[Dataset entries]
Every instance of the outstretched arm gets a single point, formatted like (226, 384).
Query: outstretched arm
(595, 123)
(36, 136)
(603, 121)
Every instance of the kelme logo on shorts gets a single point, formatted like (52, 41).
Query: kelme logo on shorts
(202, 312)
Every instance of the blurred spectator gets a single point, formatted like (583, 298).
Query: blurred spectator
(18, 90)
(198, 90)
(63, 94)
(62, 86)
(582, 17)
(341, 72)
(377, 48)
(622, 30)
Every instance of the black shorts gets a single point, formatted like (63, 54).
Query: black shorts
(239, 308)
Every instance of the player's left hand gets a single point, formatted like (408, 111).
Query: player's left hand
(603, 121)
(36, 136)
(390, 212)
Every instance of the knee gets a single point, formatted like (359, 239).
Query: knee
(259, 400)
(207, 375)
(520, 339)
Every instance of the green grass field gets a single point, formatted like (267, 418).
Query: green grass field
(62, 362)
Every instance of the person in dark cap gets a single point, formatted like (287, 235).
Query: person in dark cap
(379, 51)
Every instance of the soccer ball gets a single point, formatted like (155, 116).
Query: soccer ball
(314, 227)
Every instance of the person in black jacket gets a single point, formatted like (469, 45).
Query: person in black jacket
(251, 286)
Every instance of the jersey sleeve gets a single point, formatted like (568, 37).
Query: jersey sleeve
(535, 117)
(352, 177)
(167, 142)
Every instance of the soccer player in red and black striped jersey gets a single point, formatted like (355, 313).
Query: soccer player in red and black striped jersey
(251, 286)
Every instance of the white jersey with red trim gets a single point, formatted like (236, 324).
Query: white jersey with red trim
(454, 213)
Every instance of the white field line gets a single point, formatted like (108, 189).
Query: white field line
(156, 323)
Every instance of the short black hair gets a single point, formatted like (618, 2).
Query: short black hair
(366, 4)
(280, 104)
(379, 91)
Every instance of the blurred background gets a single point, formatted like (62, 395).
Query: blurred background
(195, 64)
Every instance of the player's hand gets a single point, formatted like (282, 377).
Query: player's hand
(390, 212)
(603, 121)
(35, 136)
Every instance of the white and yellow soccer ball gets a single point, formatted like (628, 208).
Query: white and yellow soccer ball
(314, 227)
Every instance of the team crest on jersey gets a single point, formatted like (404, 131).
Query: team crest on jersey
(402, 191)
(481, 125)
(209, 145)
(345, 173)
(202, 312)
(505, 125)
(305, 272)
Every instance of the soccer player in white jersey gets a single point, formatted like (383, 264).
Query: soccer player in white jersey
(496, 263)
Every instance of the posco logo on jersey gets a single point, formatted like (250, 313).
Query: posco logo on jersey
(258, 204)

**YOUR INSTRUCTIONS**
Using the data above, print every record exactly as shown.

**RESPONSE BELOW**
Every instance of the outstretched arm gets a single point, formatted like (226, 384).
Query: outstretched arm
(595, 123)
(36, 136)
(603, 121)
Every instance of the kelme logo on shorts gets a single point, formatted like (52, 41).
Query: kelme logo on shorts
(202, 312)
Every instance of the blurred spectator gets a single point, formatted like (583, 298).
Query: blurred spectator
(18, 90)
(198, 90)
(63, 94)
(62, 86)
(582, 17)
(341, 72)
(377, 48)
(622, 30)
Every instance of the black shorts gets a single point, formatted like (63, 54).
Query: black shorts
(239, 308)
Every instance of the player's left hand gets a single point, formatted like (408, 111).
Query: player's left hand
(603, 121)
(36, 136)
(390, 212)
Every instance of the knee gets a single point, formatted like (359, 239).
Query: knee
(259, 400)
(207, 375)
(520, 339)
Every instance of the green grass field gets a single point, formatted like (267, 418).
Query: green grass field
(62, 362)
Every instance of the person in dark cap gets a single point, formatted like (287, 235).
Query: person in dark cap
(379, 51)
Every instance of the soccer ball gets a single point, formatted like (155, 116).
Query: soccer ball
(314, 227)
Every instance of the person in black jacket gets a single point, formatted like (469, 45).
Query: person in black jacket
(251, 286)
Every instance of the jersey sleeve gets a single point, formatted like (568, 37).
Query: jersey sleeve
(535, 117)
(352, 177)
(167, 142)
Every instance of the soccer player in red and black striped jersey gets a single point, formatted like (355, 313).
Query: soccer player in red and black striped jersey
(251, 286)
Every instance of the white jersey with red trim gets a single point, formatted like (236, 324).
Query: white jersey with red trim
(454, 213)
Every instance of the white field line gets a single point, formatted like (108, 189).
Query: white field line
(156, 323)
Every instance of the short black hair gets a single point, formatted like (618, 2).
Query: short black hair
(366, 4)
(280, 104)
(379, 91)
Every instance of the blurred background gets a single point, formatted like (62, 395).
Query: blurred background
(195, 64)
Every instance of the player's hand gets a single point, formatted like (282, 377).
Query: player's hand
(390, 212)
(603, 121)
(35, 136)
Every instance of the white and yellow soccer ball gets a single point, formatted like (628, 208).
Query: white and yellow soccer ball
(314, 227)
Every instance of the team crest on jersey gets a single point, formatted like (404, 131).
Query: team crest on jersey
(402, 191)
(481, 125)
(209, 145)
(345, 173)
(202, 312)
(505, 125)
(305, 272)
Every instance of the soccer player in white jersey gets a single point, formatted like (383, 264).
Query: soccer player in white jersey
(496, 263)
Every instance of the posco logo on jersey gets a single point, formatted like (250, 313).
Query: posco logo on jersey
(258, 204)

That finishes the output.